- [Your goal]: Write out the entries below, unchanged, from the line containing "Annotation task — annotate the indoor" through the end of the entries, and nothing else.

# Start of Data

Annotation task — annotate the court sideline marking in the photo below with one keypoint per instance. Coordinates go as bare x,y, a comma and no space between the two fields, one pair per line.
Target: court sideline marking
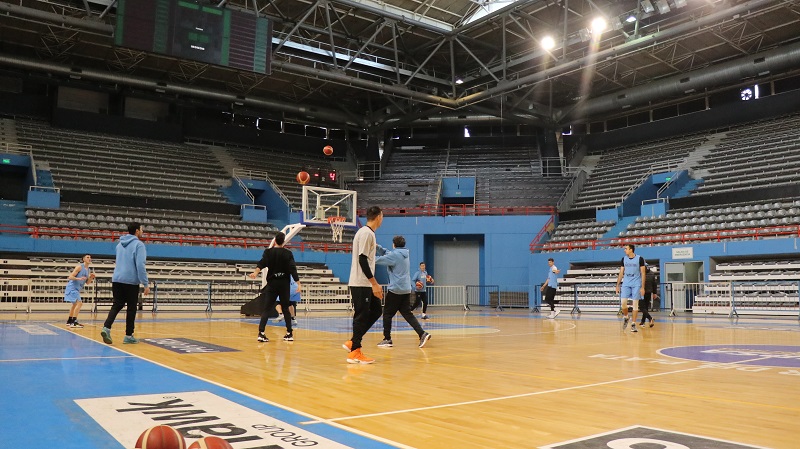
515,396
258,398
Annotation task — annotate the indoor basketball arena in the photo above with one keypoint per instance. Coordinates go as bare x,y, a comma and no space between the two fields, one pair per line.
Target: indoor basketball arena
375,224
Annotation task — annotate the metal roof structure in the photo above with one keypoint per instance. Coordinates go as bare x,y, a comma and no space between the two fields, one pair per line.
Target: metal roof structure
375,65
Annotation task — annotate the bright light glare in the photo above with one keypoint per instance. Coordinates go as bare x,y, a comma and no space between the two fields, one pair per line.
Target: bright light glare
599,25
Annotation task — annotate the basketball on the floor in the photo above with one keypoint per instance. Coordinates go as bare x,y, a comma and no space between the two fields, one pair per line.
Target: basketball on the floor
303,177
211,443
161,437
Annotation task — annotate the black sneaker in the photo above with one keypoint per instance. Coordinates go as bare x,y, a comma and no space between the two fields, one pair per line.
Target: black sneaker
424,339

# End of Data

- [Reply]:
Annotation task — annotate the indoor basketball arena in the photo above with one keypoint per instance. Coordinates go as bare x,y, a comma and no space between the two fields, one pair per line.
Target: indoor basketball arena
375,224
Annotation task — annotate the metal roof structure in the photo above with one keypoint per instance. Coordinates go as bare x,y, a comma and no space between the two fields, one pair per line.
Target: metal roof structure
375,65
Annotation task — annotate the bright light glare in the photo above with one keypoint per instance. Coordinates go as bare x,y, a comma and no space between the two fields, one pair per line.
Target: bright light glare
599,25
Annotation task — annotate the basketball on the floor in the photo above with one keypoint per instance. Coordinates go as bare x,y, a comma and no space between the two fields, one pair per line.
Target: basketball on the floor
303,177
211,443
161,437
Annotation task — annotate the black sneaker in the photo above with one keypoint per instance. Coordinates go as bare x,y, a comma and no space between the two fields, one pair per line.
Target: black sneaker
424,339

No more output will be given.